● **Aim of the task**: An exact copy of the records is required, minus the pictures they hold.

● **Provided data**:
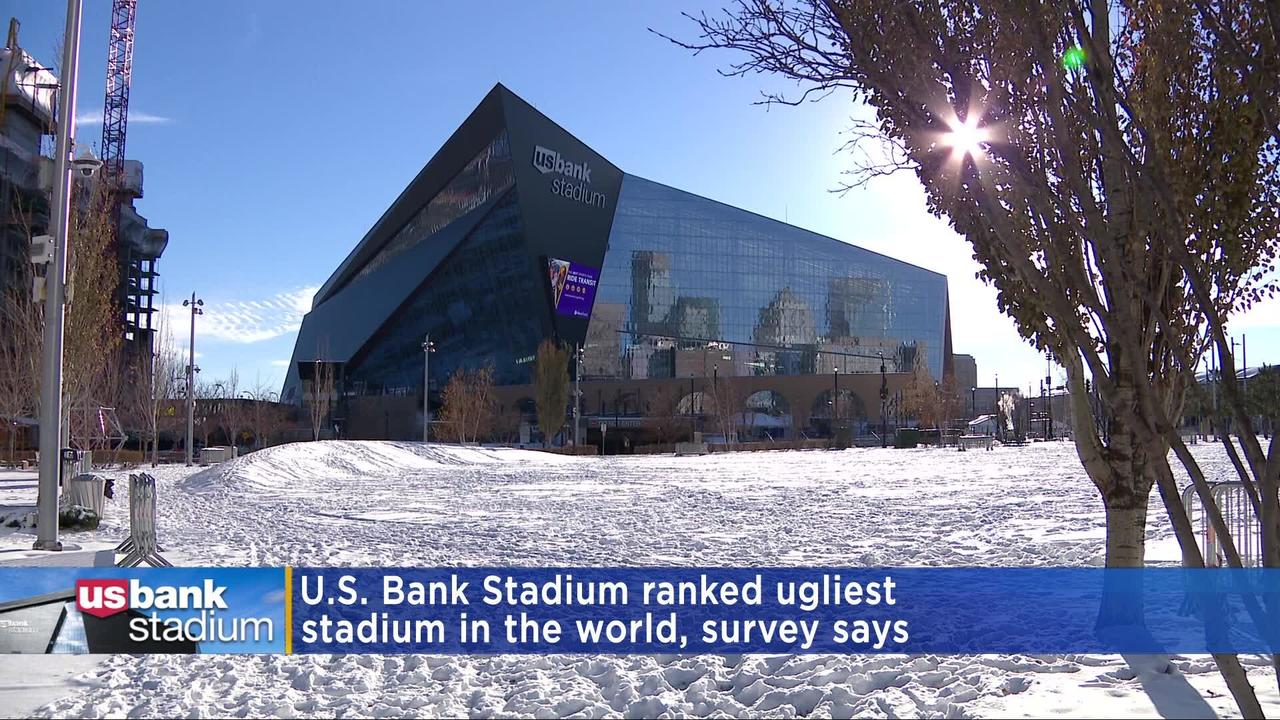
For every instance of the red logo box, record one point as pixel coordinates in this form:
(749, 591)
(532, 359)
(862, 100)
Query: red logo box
(103, 598)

● **Answer box**:
For every instance of the red logo box, record one point as pixel coordinates in this form:
(749, 591)
(532, 359)
(862, 100)
Query: red logo box
(103, 598)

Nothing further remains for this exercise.